WORK INSTRUCTIONS - From the rows below, copy out each line that contains the word "point" and leave out all the others.

══ INPUT ROWS ══

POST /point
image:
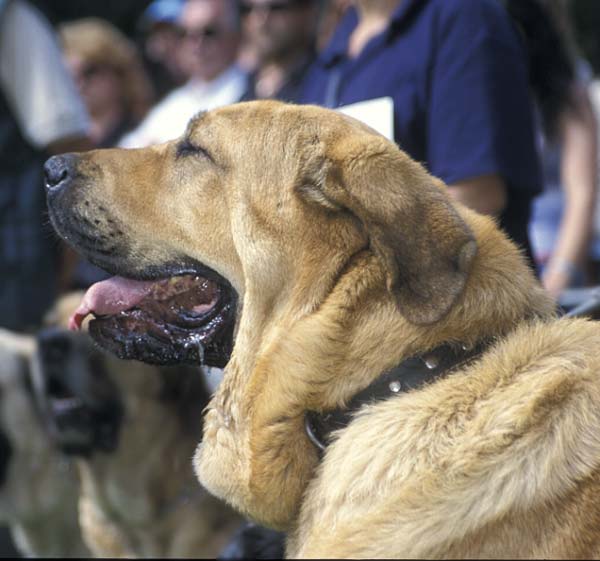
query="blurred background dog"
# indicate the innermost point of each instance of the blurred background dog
(132, 430)
(39, 486)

═══

ANSWER TO THE PROBLEM -
POST /point
# indicate the innermost point of each instance of the blurred background dog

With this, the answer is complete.